> **Exercise passage**:
>>>
Hendaye acquired its independence from the Urrugne parish in 1598, when Saint Vincent's church was built. In the Franco-Spanish War, the town was briefly occupied by the Spanish, in September 1636.

On the fortified Île des Faisans (Pheasant Island) in the river, the Treaty of the Pyrenees was signed in 1659, ending decades of intermittent war between France and Spain. Authority over the island alternates between France and Spain every six months.

All the same, the village kept being subject to destruction due to cross-border military activity. In the War of the Pyrenees (1793–1795), the village was levelled to the ground, as described in 1799 by Wilhelm von Humboldt: "The settlement spreads over a rather wide area, and seems to have looked clean and pleasant time ago. Currently all the houses, but for a handful of them, lie destroyed. The empty walls can barely stand, while the ground before inhabited is covered with overgrown bush and hawthorn. Ivy creeps up the walls, out of crumbling windows the desolate ocean can be seen through the room. Shells can still be come across the street here and there, but hardly ever can one bump into a person. Most of the inhabitants either perished in the danger and helplessness of the runaway, or they scattered away to other places."

The abolition of the French provinces, the War of the Pyrenees and the end of Basque home rule in the Spanish Basque districts—customs on the Ebro river moved to the Pyrenees (1841)—broke definitely the fluent cross-border trade and natural coexistence of the Basque speaking communities around the lower Bidasoa and the Bay of Txingudi, divided as of then by a restricted Spanish-French border.
<<<
Collected data entries:
>>>
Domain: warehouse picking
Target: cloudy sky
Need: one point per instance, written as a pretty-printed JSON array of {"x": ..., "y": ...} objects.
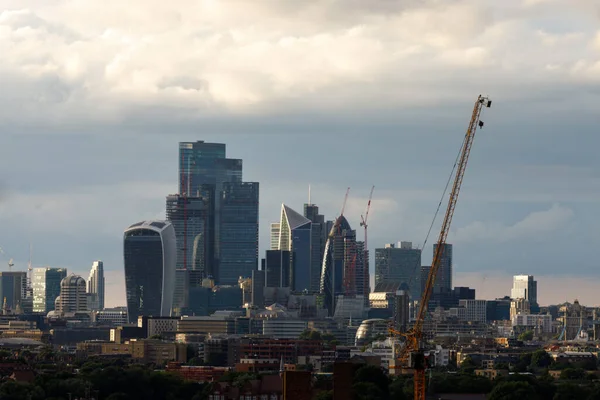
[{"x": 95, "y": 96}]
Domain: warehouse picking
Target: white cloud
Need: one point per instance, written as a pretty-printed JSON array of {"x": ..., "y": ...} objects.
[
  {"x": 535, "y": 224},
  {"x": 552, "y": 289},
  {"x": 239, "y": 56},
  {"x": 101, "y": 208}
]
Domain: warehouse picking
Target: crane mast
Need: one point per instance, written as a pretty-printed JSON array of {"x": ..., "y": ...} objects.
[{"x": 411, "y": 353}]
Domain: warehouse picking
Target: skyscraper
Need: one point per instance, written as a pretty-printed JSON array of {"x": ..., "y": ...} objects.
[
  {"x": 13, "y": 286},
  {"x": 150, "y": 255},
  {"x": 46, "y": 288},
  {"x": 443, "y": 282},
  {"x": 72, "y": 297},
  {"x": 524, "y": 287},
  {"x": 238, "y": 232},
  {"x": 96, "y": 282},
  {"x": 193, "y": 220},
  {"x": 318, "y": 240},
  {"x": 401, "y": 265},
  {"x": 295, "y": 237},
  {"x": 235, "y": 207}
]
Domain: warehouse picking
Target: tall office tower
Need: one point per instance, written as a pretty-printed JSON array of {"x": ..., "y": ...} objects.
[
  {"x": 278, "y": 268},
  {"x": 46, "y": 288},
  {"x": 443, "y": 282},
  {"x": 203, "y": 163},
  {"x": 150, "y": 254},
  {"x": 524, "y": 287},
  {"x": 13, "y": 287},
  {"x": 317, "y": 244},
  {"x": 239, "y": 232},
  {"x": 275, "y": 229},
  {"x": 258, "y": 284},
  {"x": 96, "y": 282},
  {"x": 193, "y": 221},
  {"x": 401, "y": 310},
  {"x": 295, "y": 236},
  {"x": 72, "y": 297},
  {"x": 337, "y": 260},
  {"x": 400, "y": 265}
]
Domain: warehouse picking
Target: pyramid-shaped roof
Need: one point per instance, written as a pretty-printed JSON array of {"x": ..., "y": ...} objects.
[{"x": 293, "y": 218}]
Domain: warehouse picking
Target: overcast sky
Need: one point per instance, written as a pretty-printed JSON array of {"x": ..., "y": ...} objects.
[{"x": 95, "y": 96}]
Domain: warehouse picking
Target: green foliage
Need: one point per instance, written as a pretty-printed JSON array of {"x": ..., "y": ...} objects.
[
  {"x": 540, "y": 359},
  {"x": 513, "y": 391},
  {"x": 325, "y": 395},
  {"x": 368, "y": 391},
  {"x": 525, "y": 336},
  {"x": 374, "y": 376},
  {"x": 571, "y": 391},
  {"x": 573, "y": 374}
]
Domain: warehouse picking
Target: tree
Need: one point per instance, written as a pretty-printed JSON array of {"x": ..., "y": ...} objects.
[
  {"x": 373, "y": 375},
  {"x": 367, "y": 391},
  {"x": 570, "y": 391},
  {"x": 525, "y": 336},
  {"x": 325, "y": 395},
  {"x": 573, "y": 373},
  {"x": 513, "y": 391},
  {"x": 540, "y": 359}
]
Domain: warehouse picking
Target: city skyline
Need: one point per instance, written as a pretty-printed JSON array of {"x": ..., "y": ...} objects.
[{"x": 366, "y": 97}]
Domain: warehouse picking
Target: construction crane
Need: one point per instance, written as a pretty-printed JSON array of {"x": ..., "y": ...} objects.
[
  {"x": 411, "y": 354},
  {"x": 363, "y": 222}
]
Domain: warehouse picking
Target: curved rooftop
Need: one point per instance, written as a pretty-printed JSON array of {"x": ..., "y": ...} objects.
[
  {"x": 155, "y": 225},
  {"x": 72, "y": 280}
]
<<<
> **Exercise requirements**:
1) Answer these questions from the Hendaye passage:
(a) In what year did Hendaye gain its independence from the Urrugne parish?
(b) How often does authority over Pheasant Island switch between France and Spain?
(c) In what year did customs on the Ebro river move to the Pyrenees?
2) Echo the portion of the Hendaye passage that opens with the words "Hendaye acquired its" and closes with "every six months.".

> **Answers by task**:
1)
(a) 1598
(b) Every six months
(c) 1841

2)
Hendaye acquired its independence from the Urrugne parish in 1598, when Saint Vincent's church was built. In the Franco-Spanish War, the town was briefly occupied by the Spanish, in September 1636.

On the fortified Île des Faisans (Pheasant Island) in the river, the Treaty of the Pyrenees was signed in 1659, ending decades of intermittent war between France and Spain. Authority over the island alternates between France and Spain every six months.